Everything from the line containing "Query: palm tree trunk" to the last line of the listing below, inclusive, is what you should output, exactly as it appears.
········
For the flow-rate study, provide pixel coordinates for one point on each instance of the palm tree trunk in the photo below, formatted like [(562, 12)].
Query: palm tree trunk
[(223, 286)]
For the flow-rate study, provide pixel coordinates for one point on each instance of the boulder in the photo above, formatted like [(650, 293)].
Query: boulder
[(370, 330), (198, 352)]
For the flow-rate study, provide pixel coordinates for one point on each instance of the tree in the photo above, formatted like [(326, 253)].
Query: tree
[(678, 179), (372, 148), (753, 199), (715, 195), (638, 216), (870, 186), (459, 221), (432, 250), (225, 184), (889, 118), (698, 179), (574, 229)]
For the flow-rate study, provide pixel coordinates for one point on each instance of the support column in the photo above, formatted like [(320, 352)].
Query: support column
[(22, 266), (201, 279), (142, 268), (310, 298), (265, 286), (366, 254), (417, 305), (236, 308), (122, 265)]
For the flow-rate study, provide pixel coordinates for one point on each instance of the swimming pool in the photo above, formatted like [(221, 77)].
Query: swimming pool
········
### RESPONSE
Query: palm tree trunk
[(223, 286)]
For the flow-rate study, provide pixel coordinates for one point on each instance of the boulder in the photo above, formatted like [(650, 293)].
Query: boulder
[(370, 330), (198, 352)]
For the flow-rate study, provide pixel coordinates for one point on each instance of the tree in the photo above, formatted like [(326, 253)].
Query: tree
[(678, 179), (372, 148), (753, 199), (715, 195), (638, 216), (870, 186), (459, 221), (432, 250), (225, 184), (889, 118), (698, 179), (574, 229)]
For the flow-rate study, provide pixel coordinates for one point on each instance of the support column in the photo above, formatted like [(320, 352)].
Query: support column
[(22, 266), (201, 279), (142, 268), (310, 298), (265, 286), (366, 254), (417, 305), (236, 308), (122, 265)]
For the flow-rate study, provide pixel coordinates for one point on each instance of the swimming pool in the photo above, formatted like [(221, 77)].
Query: swimming pool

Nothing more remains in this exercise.